DATA FOR THE TASK =>
***

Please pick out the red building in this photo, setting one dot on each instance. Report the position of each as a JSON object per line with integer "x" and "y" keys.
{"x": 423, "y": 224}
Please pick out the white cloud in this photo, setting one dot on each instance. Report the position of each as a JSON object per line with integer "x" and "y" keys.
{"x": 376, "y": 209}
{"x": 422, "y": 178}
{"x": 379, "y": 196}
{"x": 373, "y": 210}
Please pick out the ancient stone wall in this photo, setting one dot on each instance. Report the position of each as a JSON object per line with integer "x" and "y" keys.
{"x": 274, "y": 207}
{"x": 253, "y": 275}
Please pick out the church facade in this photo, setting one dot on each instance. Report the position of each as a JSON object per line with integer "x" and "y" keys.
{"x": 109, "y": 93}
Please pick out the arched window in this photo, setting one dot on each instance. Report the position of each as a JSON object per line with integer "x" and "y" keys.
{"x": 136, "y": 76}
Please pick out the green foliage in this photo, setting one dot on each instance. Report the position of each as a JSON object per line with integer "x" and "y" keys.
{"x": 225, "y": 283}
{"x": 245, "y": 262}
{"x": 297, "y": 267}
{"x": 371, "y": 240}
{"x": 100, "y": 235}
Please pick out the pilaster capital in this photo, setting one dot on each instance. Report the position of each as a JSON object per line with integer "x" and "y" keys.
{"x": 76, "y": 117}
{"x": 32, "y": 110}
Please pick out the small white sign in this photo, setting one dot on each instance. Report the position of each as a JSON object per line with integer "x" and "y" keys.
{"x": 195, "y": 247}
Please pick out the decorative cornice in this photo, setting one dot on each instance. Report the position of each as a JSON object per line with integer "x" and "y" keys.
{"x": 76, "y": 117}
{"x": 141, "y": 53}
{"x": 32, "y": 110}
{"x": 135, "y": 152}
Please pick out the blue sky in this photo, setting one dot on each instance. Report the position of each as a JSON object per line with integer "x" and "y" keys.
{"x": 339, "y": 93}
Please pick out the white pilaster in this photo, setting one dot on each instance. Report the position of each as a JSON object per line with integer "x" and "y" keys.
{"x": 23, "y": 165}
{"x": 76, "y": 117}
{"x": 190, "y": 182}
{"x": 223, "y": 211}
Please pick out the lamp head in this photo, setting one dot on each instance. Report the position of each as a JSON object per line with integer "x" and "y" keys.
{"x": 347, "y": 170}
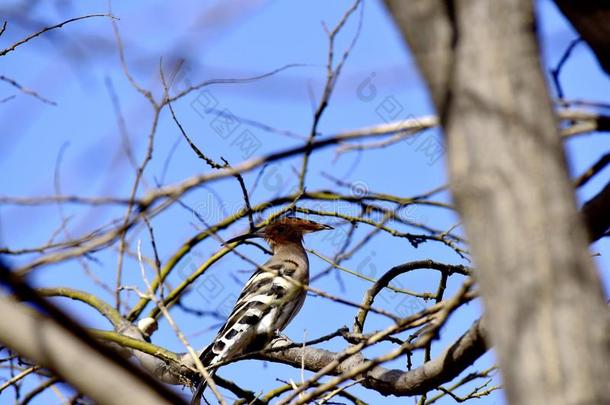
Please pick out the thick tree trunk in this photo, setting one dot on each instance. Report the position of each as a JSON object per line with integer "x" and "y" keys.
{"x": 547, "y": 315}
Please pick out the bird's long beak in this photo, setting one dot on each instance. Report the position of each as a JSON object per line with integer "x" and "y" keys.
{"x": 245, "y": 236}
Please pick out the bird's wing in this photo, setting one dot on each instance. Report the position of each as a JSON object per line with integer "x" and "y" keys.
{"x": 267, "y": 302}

***

INSTRUCTIONS TO FOLLOW => Reproduce the records above exactly, leaving out every picture they contain.

RESULT OF THE TASK =>
Please pick out the red building in this photo, setting one dot on each instance. Report the position of each as a JSON object per line with integer "x" and "y" keys.
{"x": 423, "y": 224}
Please pick out the white cloud in this photo, setting one dot on each instance. Report the position of each as a JSON object per line with integer "x" and "y" keys.
{"x": 376, "y": 209}
{"x": 422, "y": 178}
{"x": 379, "y": 196}
{"x": 373, "y": 210}
Please pick out the ancient stone wall in this photo, setting one dot on each instance. Report the position of each as a JSON object per line with integer "x" and "y" keys.
{"x": 274, "y": 207}
{"x": 253, "y": 275}
Please pick out the church facade in this photo, setting one dot on each instance. Report the position of each as a JSON object per line with integer "x" and "y" keys.
{"x": 109, "y": 93}
Please pick out the arched window in this photo, setting one dot on each instance. Report the position of each as a JSON object per line with integer "x" and "y" keys.
{"x": 136, "y": 76}
Please pick out the green foliage in this photo, setting one dot on each instance. Report the position of each as a JSON object per line with integer "x" and "y" keys.
{"x": 225, "y": 283}
{"x": 245, "y": 262}
{"x": 297, "y": 267}
{"x": 371, "y": 240}
{"x": 100, "y": 235}
Please pick out the pilaster capital in this photo, setting one dot on each instance. Report the position of each as a JSON object per line with integer "x" and "y" keys.
{"x": 76, "y": 117}
{"x": 32, "y": 110}
Please pick out the small white sign in this photo, setting one dot on each instance. Report the position of each as a JSON object per line with integer "x" and "y" keys.
{"x": 195, "y": 247}
Please pick out the decorative cornice in this photo, setting one dot on each instance. Report the position of each as a JSON object per line with integer "x" and "y" keys.
{"x": 76, "y": 117}
{"x": 141, "y": 53}
{"x": 32, "y": 110}
{"x": 135, "y": 152}
Please pick out the blue sky in this photo, setting one dot on each instance. Report the position of each as a JSON object per line with integer "x" and "y" keys.
{"x": 339, "y": 93}
Please pick out the white pilaster in this photo, setting one dot on each instance. Report the position of each as a JSON object per line with integer "x" and "y" keys.
{"x": 23, "y": 165}
{"x": 76, "y": 117}
{"x": 190, "y": 182}
{"x": 223, "y": 211}
Please pick out the lamp head in this photo, setting one dot on each instance. Report the position of each as a JSON object per line with integer "x" and "y" keys.
{"x": 347, "y": 170}
Please pick out the thick tree trunk in this photo, setting one dot on each instance. Report the position of each as a JSON object per line with integer "x" and "y" keys.
{"x": 547, "y": 315}
Please pick out the bird's long beak in this photo, setting one dot on each instance. Report the position of each as a JSON object per line with integer "x" and "y" keys.
{"x": 245, "y": 236}
Please pick out the bird's wing in this photo, setting one dot on each instance. Report the position of each as a JSON object per line with integer "x" and "y" keys.
{"x": 267, "y": 302}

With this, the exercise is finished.